→ Document passage:
_ _ _ _ _

Today was another one of those crazy celebrity extravaganzas at work. This week, because it's TIFF season and the who's-who of Hollywood has descended upon us, the event stage on the lower floor of my store has been a revolving door for bigshot directors, authors, and actors building up hype for whatever's playing at the theatres around town. I arrived at the store just as Sue Monk Kidd finished flogging The Secret Life of Bees, and after that, we went into full sandbagging mode to prepare for a huge event with Mr. Spike Lee.
Large-scale events like that always feel like a symphony with multiple conductors; the managers, the publishing reps, the hired security, and the celebrity are very rarely on the same page. This one had an interesting added wrinkle: Hollywood groupies. The gaggle of "with Spike" people milling about and micromanaging was downright maddening. Despite that, the event went off without a hitch. Major props go to our guest interviewer George Strombolopoulos, whose entourage was only one person, and who is every bit as affable and friendly as he seems on TV.
Also: there is nothing creepier than your subway train stopping, noisily and for no apparent reason, on the underside of the Bloor Viaduct. WTF, TTC?
(BBQ.)

_ _ _ _ _

→ Region labeling entries:
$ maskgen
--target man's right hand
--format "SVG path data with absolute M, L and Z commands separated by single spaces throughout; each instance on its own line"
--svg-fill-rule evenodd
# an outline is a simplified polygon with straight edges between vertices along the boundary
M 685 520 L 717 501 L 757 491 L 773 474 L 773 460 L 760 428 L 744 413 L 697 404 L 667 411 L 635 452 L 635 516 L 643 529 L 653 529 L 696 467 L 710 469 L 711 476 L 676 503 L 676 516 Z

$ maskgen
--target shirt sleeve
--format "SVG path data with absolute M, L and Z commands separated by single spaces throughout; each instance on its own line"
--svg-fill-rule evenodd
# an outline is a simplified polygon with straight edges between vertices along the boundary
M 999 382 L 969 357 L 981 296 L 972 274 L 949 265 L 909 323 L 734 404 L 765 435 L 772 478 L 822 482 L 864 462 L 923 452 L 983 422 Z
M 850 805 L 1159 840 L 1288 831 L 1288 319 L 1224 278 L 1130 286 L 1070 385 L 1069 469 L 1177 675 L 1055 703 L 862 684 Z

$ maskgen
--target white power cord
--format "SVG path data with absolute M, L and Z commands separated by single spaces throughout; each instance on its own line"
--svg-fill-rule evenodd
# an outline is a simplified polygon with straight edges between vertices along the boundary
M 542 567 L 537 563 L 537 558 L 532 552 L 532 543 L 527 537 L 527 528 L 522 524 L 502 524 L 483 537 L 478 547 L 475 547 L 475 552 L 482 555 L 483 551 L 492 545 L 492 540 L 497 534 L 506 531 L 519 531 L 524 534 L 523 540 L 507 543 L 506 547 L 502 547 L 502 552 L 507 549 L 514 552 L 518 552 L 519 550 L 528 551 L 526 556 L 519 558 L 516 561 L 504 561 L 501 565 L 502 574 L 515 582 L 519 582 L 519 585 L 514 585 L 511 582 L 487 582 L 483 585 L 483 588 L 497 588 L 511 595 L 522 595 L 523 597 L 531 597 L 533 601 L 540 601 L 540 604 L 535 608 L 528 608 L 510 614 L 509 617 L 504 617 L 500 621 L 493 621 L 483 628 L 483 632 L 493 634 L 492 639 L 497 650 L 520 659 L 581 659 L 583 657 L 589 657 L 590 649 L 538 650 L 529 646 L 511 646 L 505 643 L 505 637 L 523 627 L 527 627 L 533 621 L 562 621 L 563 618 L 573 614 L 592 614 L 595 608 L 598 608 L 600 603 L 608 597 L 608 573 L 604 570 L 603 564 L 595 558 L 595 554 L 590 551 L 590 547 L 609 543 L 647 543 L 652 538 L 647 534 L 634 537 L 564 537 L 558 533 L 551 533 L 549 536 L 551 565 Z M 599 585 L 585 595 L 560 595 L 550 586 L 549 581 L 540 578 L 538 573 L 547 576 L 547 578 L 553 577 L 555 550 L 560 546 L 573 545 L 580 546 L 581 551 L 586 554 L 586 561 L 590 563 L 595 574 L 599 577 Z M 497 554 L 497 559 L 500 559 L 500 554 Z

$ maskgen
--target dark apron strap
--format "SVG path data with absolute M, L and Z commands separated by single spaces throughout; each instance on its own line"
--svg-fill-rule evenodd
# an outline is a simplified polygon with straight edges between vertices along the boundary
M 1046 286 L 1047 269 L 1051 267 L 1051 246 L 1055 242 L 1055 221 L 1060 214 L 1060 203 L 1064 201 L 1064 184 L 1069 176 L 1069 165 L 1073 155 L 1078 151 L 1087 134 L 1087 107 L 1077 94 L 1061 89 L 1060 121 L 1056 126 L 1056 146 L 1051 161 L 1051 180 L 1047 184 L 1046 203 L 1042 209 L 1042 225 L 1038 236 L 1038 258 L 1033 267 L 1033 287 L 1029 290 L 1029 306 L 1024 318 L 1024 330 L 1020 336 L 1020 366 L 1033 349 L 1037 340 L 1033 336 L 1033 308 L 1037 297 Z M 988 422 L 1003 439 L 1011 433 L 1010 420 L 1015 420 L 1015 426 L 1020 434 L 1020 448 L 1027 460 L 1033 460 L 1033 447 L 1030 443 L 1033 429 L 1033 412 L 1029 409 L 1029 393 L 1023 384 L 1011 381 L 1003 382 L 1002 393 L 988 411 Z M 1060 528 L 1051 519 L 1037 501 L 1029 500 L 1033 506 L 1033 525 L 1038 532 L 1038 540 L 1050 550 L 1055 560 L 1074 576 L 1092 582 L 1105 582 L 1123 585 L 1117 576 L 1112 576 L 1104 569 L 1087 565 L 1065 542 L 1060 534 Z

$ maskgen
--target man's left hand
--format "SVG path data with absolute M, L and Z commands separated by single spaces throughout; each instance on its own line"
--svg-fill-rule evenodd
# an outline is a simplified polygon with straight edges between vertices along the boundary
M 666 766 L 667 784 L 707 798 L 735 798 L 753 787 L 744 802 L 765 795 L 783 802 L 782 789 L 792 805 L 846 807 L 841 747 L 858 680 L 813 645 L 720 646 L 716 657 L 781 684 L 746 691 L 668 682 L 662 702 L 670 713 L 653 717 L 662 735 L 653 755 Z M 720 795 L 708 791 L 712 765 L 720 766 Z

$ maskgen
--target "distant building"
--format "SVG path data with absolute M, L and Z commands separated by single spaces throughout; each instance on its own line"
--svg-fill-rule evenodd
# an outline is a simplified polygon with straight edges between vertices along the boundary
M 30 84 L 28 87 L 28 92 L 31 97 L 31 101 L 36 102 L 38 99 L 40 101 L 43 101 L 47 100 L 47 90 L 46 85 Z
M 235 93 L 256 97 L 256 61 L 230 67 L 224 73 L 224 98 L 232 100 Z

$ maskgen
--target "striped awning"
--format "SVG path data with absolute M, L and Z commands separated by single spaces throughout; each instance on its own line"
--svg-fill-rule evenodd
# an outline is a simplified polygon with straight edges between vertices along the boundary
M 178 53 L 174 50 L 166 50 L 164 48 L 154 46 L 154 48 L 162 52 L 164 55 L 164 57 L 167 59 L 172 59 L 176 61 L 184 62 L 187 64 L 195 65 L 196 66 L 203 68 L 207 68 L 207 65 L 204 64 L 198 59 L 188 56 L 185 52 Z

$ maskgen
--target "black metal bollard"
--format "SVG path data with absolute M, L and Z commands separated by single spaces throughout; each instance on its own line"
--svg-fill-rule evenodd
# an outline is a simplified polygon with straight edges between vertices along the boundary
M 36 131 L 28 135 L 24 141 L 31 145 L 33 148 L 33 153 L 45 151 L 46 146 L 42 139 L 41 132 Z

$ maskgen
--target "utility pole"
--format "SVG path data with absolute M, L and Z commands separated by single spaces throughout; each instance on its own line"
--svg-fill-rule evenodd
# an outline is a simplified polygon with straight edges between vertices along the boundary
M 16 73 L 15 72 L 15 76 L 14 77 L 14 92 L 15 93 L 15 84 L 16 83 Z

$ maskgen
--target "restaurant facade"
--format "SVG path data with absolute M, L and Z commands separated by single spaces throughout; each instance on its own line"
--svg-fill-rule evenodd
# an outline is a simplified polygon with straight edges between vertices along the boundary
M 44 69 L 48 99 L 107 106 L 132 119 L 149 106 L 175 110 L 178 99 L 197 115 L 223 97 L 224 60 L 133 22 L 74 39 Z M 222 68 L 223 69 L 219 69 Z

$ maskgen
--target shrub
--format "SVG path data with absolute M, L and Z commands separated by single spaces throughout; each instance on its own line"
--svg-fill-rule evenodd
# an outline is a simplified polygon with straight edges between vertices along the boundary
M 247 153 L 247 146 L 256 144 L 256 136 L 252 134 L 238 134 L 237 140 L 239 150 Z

_ _ _ _ _

→ Task description: From the bookstore event post above, reproduce word for word the passage starting with "Large-scale events like" and going on through "seems on TV.".

→ Solution to this exercise:
Large-scale events like that always feel like a symphony with multiple conductors; the managers, the publishing reps, the hired security, and the celebrity are very rarely on the same page. This one had an interesting added wrinkle: Hollywood groupies. The gaggle of "with Spike" people milling about and micromanaging was downright maddening. Despite that, the event went off without a hitch. Major props go to our guest interviewer George Strombolopoulos, whose entourage was only one person, and who is every bit as affable and friendly as he seems on TV.